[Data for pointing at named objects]
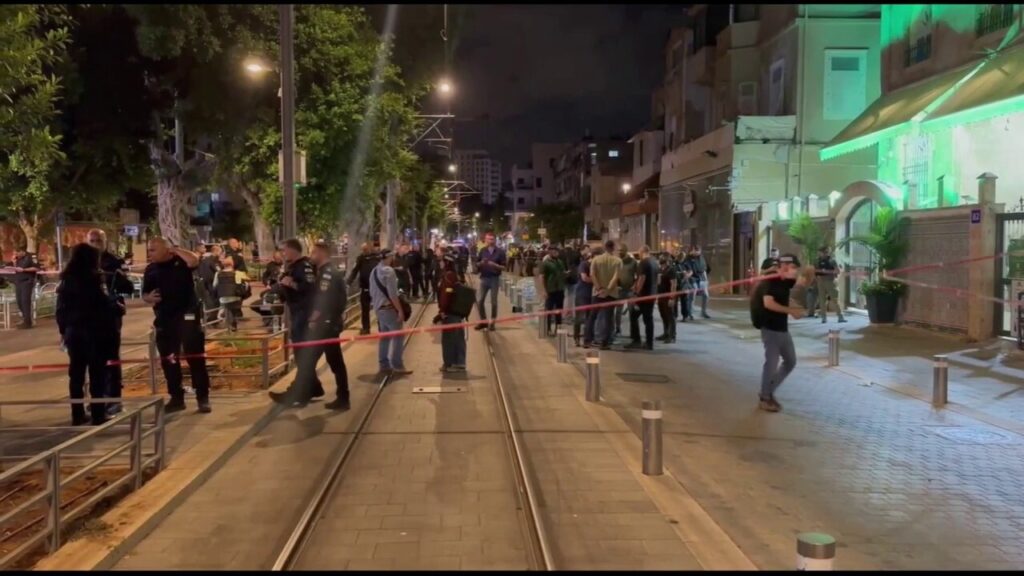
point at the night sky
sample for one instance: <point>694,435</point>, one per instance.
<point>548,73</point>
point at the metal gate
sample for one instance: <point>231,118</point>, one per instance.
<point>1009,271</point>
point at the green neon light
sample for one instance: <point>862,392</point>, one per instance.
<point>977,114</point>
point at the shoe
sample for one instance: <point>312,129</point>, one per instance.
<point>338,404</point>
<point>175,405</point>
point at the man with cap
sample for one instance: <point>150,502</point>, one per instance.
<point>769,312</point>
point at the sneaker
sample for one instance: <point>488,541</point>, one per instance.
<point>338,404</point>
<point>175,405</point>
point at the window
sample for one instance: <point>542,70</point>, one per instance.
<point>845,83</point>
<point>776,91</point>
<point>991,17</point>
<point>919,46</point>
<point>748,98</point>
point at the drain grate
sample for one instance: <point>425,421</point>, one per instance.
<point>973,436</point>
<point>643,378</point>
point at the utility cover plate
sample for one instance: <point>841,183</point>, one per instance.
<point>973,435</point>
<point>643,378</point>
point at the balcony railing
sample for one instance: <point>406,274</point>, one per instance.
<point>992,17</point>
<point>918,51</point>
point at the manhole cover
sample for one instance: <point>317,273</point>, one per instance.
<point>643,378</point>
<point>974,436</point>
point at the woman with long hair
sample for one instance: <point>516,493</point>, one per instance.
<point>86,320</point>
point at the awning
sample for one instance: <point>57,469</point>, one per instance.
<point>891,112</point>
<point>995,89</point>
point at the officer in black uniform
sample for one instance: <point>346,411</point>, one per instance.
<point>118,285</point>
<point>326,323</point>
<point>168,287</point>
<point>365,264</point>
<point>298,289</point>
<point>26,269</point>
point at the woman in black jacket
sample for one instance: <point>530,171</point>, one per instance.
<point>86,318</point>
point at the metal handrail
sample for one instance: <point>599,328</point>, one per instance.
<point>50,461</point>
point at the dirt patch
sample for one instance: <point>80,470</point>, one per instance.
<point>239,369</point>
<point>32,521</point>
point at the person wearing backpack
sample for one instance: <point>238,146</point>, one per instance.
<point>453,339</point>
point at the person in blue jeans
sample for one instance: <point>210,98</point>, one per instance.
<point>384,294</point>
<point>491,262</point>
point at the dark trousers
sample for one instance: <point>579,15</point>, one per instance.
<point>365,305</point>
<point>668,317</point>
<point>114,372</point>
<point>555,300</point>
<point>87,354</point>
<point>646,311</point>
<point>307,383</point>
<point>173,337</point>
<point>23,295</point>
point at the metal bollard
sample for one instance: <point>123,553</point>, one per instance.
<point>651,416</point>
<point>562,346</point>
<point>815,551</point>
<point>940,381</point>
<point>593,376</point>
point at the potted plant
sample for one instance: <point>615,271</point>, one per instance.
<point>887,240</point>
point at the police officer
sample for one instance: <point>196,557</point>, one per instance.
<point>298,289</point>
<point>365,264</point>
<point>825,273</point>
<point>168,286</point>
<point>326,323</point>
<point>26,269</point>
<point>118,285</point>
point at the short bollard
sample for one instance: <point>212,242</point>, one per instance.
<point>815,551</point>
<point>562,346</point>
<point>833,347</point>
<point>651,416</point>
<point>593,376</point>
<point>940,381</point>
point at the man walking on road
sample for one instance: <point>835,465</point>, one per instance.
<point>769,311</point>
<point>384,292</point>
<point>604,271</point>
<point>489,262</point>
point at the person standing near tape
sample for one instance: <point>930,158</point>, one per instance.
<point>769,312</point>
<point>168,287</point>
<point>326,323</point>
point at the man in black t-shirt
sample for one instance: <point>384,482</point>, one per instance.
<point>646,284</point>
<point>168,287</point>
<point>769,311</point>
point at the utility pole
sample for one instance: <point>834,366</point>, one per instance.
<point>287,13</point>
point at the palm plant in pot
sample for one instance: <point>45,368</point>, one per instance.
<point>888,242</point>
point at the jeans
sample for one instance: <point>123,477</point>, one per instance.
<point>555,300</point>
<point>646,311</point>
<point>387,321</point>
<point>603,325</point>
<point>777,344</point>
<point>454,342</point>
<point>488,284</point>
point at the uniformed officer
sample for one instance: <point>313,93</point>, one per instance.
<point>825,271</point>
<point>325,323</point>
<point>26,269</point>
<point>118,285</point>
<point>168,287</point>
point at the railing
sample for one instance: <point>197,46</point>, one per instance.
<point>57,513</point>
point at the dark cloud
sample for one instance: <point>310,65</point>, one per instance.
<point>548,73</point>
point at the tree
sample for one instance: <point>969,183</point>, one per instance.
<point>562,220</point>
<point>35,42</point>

> Your objective: Rewrite all of the data above with every "point at" changed to "locate" and everything else kept the same, leaving out the picture lines.

> Exercise answer:
locate the night sky
sample for one instance: <point>694,435</point>, one per instance.
<point>548,73</point>
locate the metal gate
sample for one instance: <point>231,118</point>, one per instance.
<point>1009,271</point>
locate the green neon light
sample for one instance: <point>862,392</point>, one per instance.
<point>977,114</point>
locate the shoe
sample for one instance: <point>312,129</point>, one per instance.
<point>338,404</point>
<point>175,405</point>
locate the man with cap
sample for one instance: <point>150,502</point>, one per instance.
<point>769,312</point>
locate the sneaker
sample for one instance: <point>488,541</point>, one per instance.
<point>338,404</point>
<point>175,405</point>
locate the window
sample for one instance: <point>542,70</point>, one per instance.
<point>845,83</point>
<point>776,91</point>
<point>991,17</point>
<point>919,46</point>
<point>748,98</point>
locate the drain grate
sample for one instance: <point>425,421</point>, one per instance.
<point>973,436</point>
<point>643,378</point>
locate the utility cover plate
sample for one instance: <point>841,183</point>, one per instance.
<point>973,435</point>
<point>643,378</point>
locate the balcony railing
sample for one instance: <point>406,274</point>, one per instance.
<point>992,17</point>
<point>918,51</point>
locate the manhole cover
sample for one instance: <point>317,273</point>, one per instance.
<point>643,378</point>
<point>974,436</point>
locate the woman with long hair
sample for one instance: <point>516,493</point>, one per instance.
<point>86,320</point>
locate the awning
sample for one instance: <point>57,469</point>, one per instance.
<point>891,112</point>
<point>995,89</point>
locate the officer in black uniform
sample for one instance: <point>346,411</point>, one per instance.
<point>118,285</point>
<point>326,323</point>
<point>168,287</point>
<point>365,264</point>
<point>298,289</point>
<point>26,269</point>
locate the woman in black jacket
sample for one instance: <point>530,171</point>, one per instance.
<point>86,318</point>
locate the metal handrail
sample for one instance: <point>599,328</point>, one per instance.
<point>50,461</point>
locate the dirt patch
sample for one instance: <point>80,470</point>, one per instance.
<point>239,369</point>
<point>32,521</point>
locate the person wearing backpack
sample for one instance: <point>238,146</point>, one per instance.
<point>453,339</point>
locate the person in blue jeans
sample for one instance: <point>210,98</point>, one per instance.
<point>384,294</point>
<point>491,262</point>
locate the dark trousers
sample for one instance: <point>579,15</point>, one per instance.
<point>365,305</point>
<point>668,317</point>
<point>114,372</point>
<point>555,300</point>
<point>87,354</point>
<point>646,311</point>
<point>307,383</point>
<point>173,337</point>
<point>23,295</point>
locate the metal bollard
sample for one instance: <point>123,553</point>, one per instance.
<point>651,416</point>
<point>562,346</point>
<point>815,551</point>
<point>940,381</point>
<point>593,376</point>
locate the potted plant
sample for one instance: <point>615,271</point>, one per instance.
<point>887,240</point>
locate the police officer
sample for one instance: <point>196,557</point>, one per instance.
<point>298,289</point>
<point>365,264</point>
<point>825,273</point>
<point>168,286</point>
<point>326,323</point>
<point>26,269</point>
<point>118,285</point>
locate the short bollard
sample for one instance: <point>212,242</point>, one per instance.
<point>815,551</point>
<point>562,346</point>
<point>833,347</point>
<point>651,416</point>
<point>593,376</point>
<point>940,381</point>
locate the man walking on road
sample for one instance: <point>835,465</point>, one per instance.
<point>769,311</point>
<point>384,292</point>
<point>604,271</point>
<point>489,262</point>
locate the person standing near tape
sample for one instance: <point>930,158</point>, one per instance.
<point>769,312</point>
<point>168,287</point>
<point>326,323</point>
locate the man in black t-shirt
sample for one instance: <point>384,482</point>, one per instance.
<point>646,284</point>
<point>168,287</point>
<point>769,311</point>
locate the utility pole
sample for one instance: <point>834,366</point>, one per instance.
<point>287,13</point>
locate the palm plant in pot
sample for one instance: <point>45,368</point>, one per instance.
<point>888,242</point>
locate the jeans
sample for one instance: <point>123,477</point>, one per instance.
<point>555,300</point>
<point>646,311</point>
<point>387,321</point>
<point>603,325</point>
<point>777,344</point>
<point>454,342</point>
<point>488,284</point>
locate the uniformed officer
sample for one instance: <point>313,93</point>, one per instance.
<point>825,271</point>
<point>325,323</point>
<point>26,269</point>
<point>118,285</point>
<point>168,287</point>
locate the railing
sample for one instance: <point>197,46</point>, one per instance.
<point>57,513</point>
locate the dark cloud
sample for one instance: <point>310,65</point>, one per instance.
<point>548,73</point>
locate the tree
sample for one instance: <point>969,183</point>, one per instance.
<point>562,220</point>
<point>35,42</point>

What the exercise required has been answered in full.